Text block:
(begin)

Training and Evaluating CIFAR10 Image Data with TinyVGG Model Architecture Built With PyTorch

Towards the end of my internship, I decided to dive into deep learning and I am super excited to announce that this blog post is about sharing my thought process on the first computer vision project I did.

I worked on the CIFAR10 data set using the TinyVGG Model Architecture using Pytorch. The model evaluation score was 81% which was a huge improvement from the 62% that was scored on the baseline model.

PROJECT GOAL

The goal of this project is to use an improved existing model architecture, In this case, using the TinyVGG model to accurately look at a picture and tell us if the picture is one of the following: airplane, automobile, bird, cat, deer, dog, frog, horse, ship, truck. The dataset used for training the model was the famous CIFAR10 dataset (you can read more about it [here].

Importing Libraries

The following Libraries were needed for the success of this project.

import torchvision # Because we are working with a vision data
from torchvision import datasets, transforms # loading and transforming data
import matplotlib.pyplot as plt # For Visualization
import torch # needed some packages that are embedded in this library
from torch import nn # for creating models
import numpy as np # for all the math stuffs
from torch.utils.data.dataloader import DataLoader # For turning data into batches
from torchmetrics import Accuracy # Evaluation metric
from tqdm.auto import tqdm # fancy visual 
from torchvision.transforms import AutoAugment, AutoAugmentPolicy # for augmenting data
# Creating device agnostic code in order to ensure that that the codes can run on both GPU and cpu
device= 'cuda' if torch.cuda.is_available() else 'cpu'

Data loading and Augmentation

Before I start writing codes, I want to emphasize that I have trained an unaugmented version of this data on the model to get the baseline score which is 71% after which I worked on improving the data and this article is about the improved version of the project.

(end)

Work instructions: Write out the CIFAR10 TinyVGG post above word for word, from its title through its last sentence.

Source data:
(begin)

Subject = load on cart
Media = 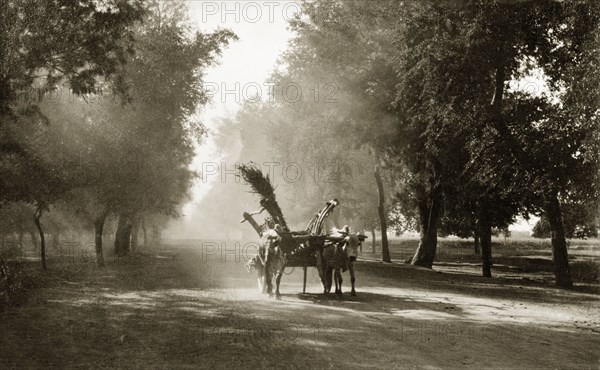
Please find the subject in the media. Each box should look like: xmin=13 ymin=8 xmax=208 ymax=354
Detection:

(end)

The completed task:
Training and Evaluating CIFAR10 Image Data with TinyVGG Model Architecture Built With PyTorch

Towards the end of my internship, I decided to dive into deep learning and I am super excited to announce that this blog post is about sharing my thought process on the first computer vision project I did.

I worked on the CIFAR10 data set using the TinyVGG Model Architecture using Pytorch. The model evaluation score was 81% which was a huge improvement from the 62% that was scored on the baseline model.

PROJECT GOAL

The goal of this project is to use an improved existing model architecture, In this case, using the TinyVGG model to accurately look at a picture and tell us if the picture is one of the following: airplane, automobile, bird, cat, deer, dog, frog, horse, ship, truck. The dataset used for training the model was the famous CIFAR10 dataset (you can read more about it [here].

Importing Libraries

The following Libraries were needed for the success of this project.

import torchvision # Because we are working with a vision data
from torchvision import datasets, transforms # loading and transforming data
import matplotlib.pyplot as plt # For Visualization
import torch # needed some packages that are embedded in this library
from torch import nn # for creating models
import numpy as np # for all the math stuffs
from torch.utils.data.dataloader import DataLoader # For turning data into batches
from torchmetrics import Accuracy # Evaluation metric
from tqdm.auto import tqdm # fancy visual 
from torchvision.transforms import AutoAugment, AutoAugmentPolicy # for augmenting data
# Creating device agnostic code in order to ensure that that the codes can run on both GPU and cpu
device= 'cuda' if torch.cuda.is_available() else 'cpu'

Data loading and Augmentation

Before I start writing codes, I want to emphasize that I have trained an unaugmented version of this data on the model to get the baseline score which is 71% after which I worked on improving the data and this article is about the improved version of the project.